What this task involves »
Convert the listing, from its first line through the line containing "box: [1186, 535, 1576, 738]", into a numbered list with any blank lines omitted.

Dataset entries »
* * * *

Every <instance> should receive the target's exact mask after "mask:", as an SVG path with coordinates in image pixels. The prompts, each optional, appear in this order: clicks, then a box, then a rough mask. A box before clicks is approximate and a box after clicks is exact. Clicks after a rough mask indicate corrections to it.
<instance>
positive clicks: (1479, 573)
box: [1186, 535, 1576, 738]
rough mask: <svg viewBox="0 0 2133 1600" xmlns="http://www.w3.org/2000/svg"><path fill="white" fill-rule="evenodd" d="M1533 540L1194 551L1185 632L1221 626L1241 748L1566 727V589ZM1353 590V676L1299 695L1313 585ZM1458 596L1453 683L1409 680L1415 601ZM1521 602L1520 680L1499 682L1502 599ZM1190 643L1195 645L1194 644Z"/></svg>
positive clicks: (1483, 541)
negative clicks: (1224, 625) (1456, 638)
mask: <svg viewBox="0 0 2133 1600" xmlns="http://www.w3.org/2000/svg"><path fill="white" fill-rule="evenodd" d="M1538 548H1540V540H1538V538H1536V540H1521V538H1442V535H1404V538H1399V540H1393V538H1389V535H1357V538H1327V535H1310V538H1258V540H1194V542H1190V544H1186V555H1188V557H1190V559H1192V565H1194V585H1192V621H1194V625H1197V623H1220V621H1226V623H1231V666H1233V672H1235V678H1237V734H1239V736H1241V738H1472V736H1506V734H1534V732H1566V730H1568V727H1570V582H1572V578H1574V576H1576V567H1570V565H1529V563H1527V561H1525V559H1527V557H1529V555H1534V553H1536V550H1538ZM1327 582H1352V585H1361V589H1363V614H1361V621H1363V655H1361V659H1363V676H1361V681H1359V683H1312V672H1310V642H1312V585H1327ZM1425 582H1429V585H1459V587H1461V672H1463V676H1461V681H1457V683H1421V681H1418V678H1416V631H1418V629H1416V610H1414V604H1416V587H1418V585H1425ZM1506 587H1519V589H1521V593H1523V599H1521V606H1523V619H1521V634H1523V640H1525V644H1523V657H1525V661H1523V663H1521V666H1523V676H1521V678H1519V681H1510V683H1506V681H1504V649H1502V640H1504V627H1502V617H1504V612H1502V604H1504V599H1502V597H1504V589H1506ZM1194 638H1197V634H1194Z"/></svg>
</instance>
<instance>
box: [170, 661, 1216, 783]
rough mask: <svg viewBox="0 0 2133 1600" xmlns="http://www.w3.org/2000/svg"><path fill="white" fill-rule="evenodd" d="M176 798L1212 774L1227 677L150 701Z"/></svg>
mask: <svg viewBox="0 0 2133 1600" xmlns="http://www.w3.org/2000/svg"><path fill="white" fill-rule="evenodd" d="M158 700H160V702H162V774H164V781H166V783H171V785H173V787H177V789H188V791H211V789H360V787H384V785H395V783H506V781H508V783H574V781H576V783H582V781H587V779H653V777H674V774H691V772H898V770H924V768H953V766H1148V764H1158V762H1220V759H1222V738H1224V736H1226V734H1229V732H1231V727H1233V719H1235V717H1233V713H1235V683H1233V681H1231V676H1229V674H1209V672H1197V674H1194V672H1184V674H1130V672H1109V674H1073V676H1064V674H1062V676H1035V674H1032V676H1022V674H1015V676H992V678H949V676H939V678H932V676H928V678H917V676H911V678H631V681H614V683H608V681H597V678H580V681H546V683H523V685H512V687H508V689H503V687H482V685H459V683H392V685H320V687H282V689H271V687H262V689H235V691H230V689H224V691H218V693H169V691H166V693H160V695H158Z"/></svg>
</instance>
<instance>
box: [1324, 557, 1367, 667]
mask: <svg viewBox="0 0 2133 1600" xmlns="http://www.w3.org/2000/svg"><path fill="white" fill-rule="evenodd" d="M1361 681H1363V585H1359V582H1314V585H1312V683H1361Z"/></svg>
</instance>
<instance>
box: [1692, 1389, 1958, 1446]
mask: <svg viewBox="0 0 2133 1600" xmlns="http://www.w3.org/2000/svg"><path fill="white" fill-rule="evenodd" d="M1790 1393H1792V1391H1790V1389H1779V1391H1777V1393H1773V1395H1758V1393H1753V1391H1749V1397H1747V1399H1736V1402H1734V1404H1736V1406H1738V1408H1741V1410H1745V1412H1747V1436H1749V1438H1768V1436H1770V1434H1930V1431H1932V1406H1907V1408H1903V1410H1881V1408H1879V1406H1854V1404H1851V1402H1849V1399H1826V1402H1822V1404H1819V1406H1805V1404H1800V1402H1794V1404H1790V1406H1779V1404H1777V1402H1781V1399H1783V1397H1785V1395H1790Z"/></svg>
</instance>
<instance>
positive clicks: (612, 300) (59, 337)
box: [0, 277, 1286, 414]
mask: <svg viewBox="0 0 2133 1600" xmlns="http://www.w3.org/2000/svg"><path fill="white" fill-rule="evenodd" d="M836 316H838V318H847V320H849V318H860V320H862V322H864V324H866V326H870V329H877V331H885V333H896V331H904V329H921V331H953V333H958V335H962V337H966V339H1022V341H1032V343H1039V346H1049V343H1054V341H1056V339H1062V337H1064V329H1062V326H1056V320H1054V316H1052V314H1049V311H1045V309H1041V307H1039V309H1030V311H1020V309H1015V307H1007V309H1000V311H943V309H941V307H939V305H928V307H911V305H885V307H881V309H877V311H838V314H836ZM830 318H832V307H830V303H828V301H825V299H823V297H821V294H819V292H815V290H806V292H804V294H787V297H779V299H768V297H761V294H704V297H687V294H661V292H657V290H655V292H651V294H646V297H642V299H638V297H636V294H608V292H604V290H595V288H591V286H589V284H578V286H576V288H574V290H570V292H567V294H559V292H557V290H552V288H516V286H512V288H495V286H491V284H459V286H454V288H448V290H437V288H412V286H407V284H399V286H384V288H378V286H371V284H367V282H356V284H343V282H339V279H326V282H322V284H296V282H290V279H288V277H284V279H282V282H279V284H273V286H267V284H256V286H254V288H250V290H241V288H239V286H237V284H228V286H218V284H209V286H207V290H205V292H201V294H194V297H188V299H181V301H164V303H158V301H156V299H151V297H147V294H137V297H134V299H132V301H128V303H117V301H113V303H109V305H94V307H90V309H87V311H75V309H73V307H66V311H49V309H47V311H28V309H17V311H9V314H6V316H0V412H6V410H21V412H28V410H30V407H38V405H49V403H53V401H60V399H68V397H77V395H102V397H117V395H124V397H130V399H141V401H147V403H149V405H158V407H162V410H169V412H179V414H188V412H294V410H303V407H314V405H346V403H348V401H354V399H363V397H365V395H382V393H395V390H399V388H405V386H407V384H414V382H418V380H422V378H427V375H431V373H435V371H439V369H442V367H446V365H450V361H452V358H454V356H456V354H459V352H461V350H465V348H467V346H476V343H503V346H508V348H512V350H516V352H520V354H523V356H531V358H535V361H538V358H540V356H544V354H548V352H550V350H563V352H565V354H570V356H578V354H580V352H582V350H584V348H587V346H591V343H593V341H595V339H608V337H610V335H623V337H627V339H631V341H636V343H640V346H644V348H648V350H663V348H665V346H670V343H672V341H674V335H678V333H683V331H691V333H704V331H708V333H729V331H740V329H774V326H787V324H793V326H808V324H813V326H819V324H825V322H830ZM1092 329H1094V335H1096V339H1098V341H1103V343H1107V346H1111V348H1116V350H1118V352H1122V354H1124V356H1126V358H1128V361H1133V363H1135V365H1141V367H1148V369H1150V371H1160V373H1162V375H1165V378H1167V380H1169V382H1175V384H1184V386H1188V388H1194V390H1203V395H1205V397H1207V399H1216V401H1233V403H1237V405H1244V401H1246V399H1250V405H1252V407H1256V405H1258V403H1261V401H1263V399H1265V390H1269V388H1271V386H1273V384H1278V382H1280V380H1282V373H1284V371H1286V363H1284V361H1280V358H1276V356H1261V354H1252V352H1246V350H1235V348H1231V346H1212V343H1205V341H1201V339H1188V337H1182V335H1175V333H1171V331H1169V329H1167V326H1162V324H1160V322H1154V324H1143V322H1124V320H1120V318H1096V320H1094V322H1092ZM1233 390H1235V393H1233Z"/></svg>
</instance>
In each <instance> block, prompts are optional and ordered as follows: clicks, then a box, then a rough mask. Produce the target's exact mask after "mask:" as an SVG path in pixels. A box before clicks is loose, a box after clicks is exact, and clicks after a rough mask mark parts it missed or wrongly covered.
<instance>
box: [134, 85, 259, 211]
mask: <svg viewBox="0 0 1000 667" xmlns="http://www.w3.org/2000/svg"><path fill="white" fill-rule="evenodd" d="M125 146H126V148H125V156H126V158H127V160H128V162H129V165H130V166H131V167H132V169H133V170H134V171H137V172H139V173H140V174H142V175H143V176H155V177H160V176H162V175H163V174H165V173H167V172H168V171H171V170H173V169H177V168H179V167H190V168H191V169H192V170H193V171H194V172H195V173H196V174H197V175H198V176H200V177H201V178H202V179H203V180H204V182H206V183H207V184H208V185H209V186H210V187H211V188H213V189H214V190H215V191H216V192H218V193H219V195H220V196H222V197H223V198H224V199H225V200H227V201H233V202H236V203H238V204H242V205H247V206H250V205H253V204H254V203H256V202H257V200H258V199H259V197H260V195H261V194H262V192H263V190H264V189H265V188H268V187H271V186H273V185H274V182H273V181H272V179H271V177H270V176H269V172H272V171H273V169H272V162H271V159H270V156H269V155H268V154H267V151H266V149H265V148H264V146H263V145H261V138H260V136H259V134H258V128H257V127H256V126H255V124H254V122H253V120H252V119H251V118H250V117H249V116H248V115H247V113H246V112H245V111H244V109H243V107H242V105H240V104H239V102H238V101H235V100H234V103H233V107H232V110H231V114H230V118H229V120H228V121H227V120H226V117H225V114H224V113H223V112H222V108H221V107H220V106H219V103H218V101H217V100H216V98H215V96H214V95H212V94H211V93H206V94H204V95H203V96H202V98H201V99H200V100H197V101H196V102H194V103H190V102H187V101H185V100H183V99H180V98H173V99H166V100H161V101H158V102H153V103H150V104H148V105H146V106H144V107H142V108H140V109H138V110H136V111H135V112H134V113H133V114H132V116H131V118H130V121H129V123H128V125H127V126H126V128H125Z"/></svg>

* * * *

Written response »
1. Every <instance> should receive the target's exact mask after "mask:", as an SVG path with coordinates in image pixels. The prompts, each optional, appear in this order: clicks, then a box, then a rough mask. A box before clicks is approximate and a box after clicks is exact. Clicks after a rough mask indicate corrections to it.
2. <instance>
3. positive clicks: (1479, 573)
4. box: [1186, 535, 1576, 738]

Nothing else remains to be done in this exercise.